◆ What you have to do ◆
Lay out every line of the records below as a Markdown table with two columns, Row for the row number and Text for the line, and leave out any blank lines.
*** Dataset records ***
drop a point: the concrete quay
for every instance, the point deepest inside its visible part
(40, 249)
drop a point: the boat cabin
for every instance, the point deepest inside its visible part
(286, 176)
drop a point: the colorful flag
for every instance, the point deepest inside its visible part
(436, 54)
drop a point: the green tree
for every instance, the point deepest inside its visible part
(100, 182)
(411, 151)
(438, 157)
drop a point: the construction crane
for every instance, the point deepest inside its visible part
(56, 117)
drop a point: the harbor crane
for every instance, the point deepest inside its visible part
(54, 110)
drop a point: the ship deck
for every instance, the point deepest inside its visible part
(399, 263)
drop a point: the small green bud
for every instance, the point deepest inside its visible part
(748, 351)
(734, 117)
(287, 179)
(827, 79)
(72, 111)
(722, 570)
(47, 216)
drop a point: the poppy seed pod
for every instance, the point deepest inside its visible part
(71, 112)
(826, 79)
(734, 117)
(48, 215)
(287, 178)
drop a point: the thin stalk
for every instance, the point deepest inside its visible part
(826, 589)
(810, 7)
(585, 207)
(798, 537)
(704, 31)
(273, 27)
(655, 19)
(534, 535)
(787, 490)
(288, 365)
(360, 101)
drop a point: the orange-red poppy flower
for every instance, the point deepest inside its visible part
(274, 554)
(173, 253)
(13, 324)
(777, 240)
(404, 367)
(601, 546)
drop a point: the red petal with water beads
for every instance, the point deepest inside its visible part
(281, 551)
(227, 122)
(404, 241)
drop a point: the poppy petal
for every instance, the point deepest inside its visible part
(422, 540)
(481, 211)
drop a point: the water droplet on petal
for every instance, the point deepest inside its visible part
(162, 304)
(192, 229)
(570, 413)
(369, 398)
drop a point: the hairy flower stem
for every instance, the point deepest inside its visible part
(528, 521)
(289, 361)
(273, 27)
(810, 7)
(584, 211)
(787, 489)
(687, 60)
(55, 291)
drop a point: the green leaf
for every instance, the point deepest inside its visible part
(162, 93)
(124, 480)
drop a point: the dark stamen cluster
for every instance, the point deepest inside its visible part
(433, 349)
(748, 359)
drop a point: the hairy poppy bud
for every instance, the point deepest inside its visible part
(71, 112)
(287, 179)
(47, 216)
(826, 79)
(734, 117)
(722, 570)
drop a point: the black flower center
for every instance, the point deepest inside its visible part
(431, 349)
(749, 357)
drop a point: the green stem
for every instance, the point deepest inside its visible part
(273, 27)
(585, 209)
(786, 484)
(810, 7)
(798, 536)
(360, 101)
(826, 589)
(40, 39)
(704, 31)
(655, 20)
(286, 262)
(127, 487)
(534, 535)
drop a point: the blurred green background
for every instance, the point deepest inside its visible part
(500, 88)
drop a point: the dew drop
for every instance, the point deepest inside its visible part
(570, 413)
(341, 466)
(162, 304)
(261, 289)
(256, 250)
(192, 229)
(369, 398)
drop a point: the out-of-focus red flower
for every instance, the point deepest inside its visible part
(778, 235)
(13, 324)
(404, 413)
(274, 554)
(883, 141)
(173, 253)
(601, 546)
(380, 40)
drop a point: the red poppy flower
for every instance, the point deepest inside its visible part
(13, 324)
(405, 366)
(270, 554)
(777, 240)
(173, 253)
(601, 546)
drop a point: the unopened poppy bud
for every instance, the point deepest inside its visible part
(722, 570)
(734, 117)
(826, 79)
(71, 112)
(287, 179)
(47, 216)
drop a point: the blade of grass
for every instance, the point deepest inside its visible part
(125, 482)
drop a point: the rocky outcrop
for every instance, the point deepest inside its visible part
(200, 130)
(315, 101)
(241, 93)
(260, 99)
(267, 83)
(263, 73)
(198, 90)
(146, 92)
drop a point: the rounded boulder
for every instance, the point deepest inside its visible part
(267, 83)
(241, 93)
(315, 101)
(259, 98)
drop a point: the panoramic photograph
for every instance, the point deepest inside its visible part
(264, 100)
***
◆ Output of the task ◆
| Row | Text |
|---|---|
| 1 | drop a point: the concrete quay |
| 2 | for every instance, the point deepest inside its visible part |
| 3 | (40, 249) |
| 4 | drop a point: the boat cabin |
| 5 | for every instance, the point deepest inside its visible part |
| 6 | (286, 176) |
| 7 | drop a point: the colorful flag |
| 8 | for every instance, the point deepest inside its visible part |
| 9 | (436, 54) |
| 10 | drop a point: the green tree |
| 11 | for every instance, the point deepest inside its visible part |
| 12 | (100, 182) |
| 13 | (411, 151) |
| 14 | (438, 157) |
| 15 | drop a point: the construction crane |
| 16 | for every instance, the point deepest inside its visible part |
| 17 | (56, 117) |
| 18 | drop a point: the harbor crane |
| 19 | for every instance, the point deepest inside its visible part |
| 20 | (54, 110) |
| 21 | drop a point: the ship deck |
| 22 | for every instance, the point deepest inside its visible part |
| 23 | (399, 263) |
| 24 | drop a point: the small green bud |
| 25 | for every instance, the point deepest inside its visible part |
| 26 | (748, 351) |
| 27 | (734, 117) |
| 28 | (287, 179) |
| 29 | (827, 79) |
| 30 | (72, 111) |
| 31 | (722, 570) |
| 32 | (47, 216) |
| 33 | drop a point: the poppy seed pod |
| 34 | for every instance, the point deepest inside its visible part |
| 35 | (71, 112) |
| 36 | (826, 79) |
| 37 | (734, 117) |
| 38 | (48, 215) |
| 39 | (287, 178) |
| 40 | drop a point: the thin stalk |
| 41 | for every instance, the point deepest inside its visible part |
| 42 | (826, 589) |
| 43 | (810, 7) |
| 44 | (585, 207) |
| 45 | (798, 537) |
| 46 | (704, 31) |
| 47 | (273, 27) |
| 48 | (655, 19) |
| 49 | (534, 535) |
| 50 | (787, 490) |
| 51 | (288, 365) |
| 52 | (360, 101) |
| 53 | drop a point: the orange-red poppy flower |
| 54 | for every instance, the point deepest inside its visible part |
| 55 | (274, 554) |
| 56 | (173, 253) |
| 57 | (13, 324) |
| 58 | (777, 240) |
| 59 | (404, 367) |
| 60 | (601, 546) |
| 61 | drop a point: the red petal with water beads |
| 62 | for every instance, the point deepest inside its visible part |
| 63 | (281, 551) |
| 64 | (227, 122) |
| 65 | (404, 241) |
| 66 | drop a point: the poppy petal |
| 67 | for every instance, the point deepest inside its visible part |
| 68 | (422, 540) |
| 69 | (481, 211) |
| 70 | drop a point: the water droplet on petal |
| 71 | for every instance, the point deepest inside its visible part |
| 72 | (162, 304) |
| 73 | (192, 229) |
| 74 | (570, 413) |
| 75 | (369, 398) |
| 76 | drop a point: the hairy flower stem |
| 77 | for every instance, the point deepest inside its visible part |
| 78 | (528, 521) |
| 79 | (289, 361) |
| 80 | (273, 27) |
| 81 | (810, 7) |
| 82 | (584, 211) |
| 83 | (787, 489) |
| 84 | (687, 60) |
| 85 | (55, 291) |
| 86 | drop a point: the green leaf |
| 87 | for every instance, the point deepest inside its visible part |
| 88 | (162, 93) |
| 89 | (124, 480) |
| 90 | drop a point: the dark stamen cluster |
| 91 | for every instance, the point deepest inside its visible part |
| 92 | (433, 349) |
| 93 | (748, 359) |
| 94 | drop a point: the hairy poppy bud |
| 95 | for every instance, the point deepest inside its visible part |
| 96 | (71, 112) |
| 97 | (287, 179) |
| 98 | (47, 216) |
| 99 | (826, 79) |
| 100 | (734, 117) |
| 101 | (722, 570) |
| 102 | drop a point: the black flower center |
| 103 | for every instance, the point deepest inside its visible part |
| 104 | (431, 349) |
| 105 | (749, 357) |
| 106 | drop a point: the green stem |
| 107 | for every instance, the point deepest inside its visible part |
| 108 | (273, 27) |
| 109 | (585, 209) |
| 110 | (786, 484) |
| 111 | (810, 7) |
| 112 | (798, 536) |
| 113 | (360, 101) |
| 114 | (826, 589) |
| 115 | (40, 39) |
| 116 | (704, 31) |
| 117 | (655, 20) |
| 118 | (286, 262) |
| 119 | (127, 487) |
| 120 | (534, 535) |
| 121 | drop a point: the blurred green background |
| 122 | for every instance, the point deepest inside its visible part |
| 123 | (500, 88) |
| 124 | drop a point: the dew drop |
| 125 | for every instance, the point deepest inside its visible part |
| 126 | (570, 413) |
| 127 | (341, 466) |
| 128 | (162, 304) |
| 129 | (261, 289) |
| 130 | (256, 250) |
| 131 | (192, 229) |
| 132 | (369, 398) |
| 133 | drop a point: the out-of-focus red flower |
| 134 | for every instance, the point deepest inside its visible part |
| 135 | (778, 235) |
| 136 | (13, 324) |
| 137 | (404, 413) |
| 138 | (274, 554) |
| 139 | (883, 141) |
| 140 | (173, 253) |
| 141 | (601, 546) |
| 142 | (380, 40) |
| 143 | drop a point: the red poppy flower |
| 144 | for every instance, the point deepest inside its visible part |
| 145 | (13, 324) |
| 146 | (405, 366) |
| 147 | (270, 554) |
| 148 | (777, 240) |
| 149 | (173, 253) |
| 150 | (601, 546) |
| 151 | drop a point: the unopened poppy bud |
| 152 | for every instance, the point deepest inside its visible part |
| 153 | (722, 570) |
| 154 | (734, 117) |
| 155 | (826, 79) |
| 156 | (71, 112) |
| 157 | (287, 179) |
| 158 | (47, 216) |
| 159 | drop a point: the blade of grass |
| 160 | for every instance, the point deepest inside its visible part |
| 161 | (125, 482) |
| 162 | drop a point: the rocky outcrop |
| 163 | for every instance, the point deepest inside its visible part |
| 164 | (200, 130) |
| 165 | (315, 101) |
| 166 | (241, 93) |
| 167 | (260, 99) |
| 168 | (267, 83) |
| 169 | (263, 73) |
| 170 | (198, 90) |
| 171 | (146, 92) |
| 172 | drop a point: the rounded boulder |
| 173 | for every instance, the point deepest inside its visible part |
| 174 | (267, 83) |
| 175 | (241, 93) |
| 176 | (315, 101) |
| 177 | (259, 98) |
| 178 | drop a point: the panoramic photograph |
| 179 | for every instance, the point deepest inside its visible part |
| 180 | (264, 100) |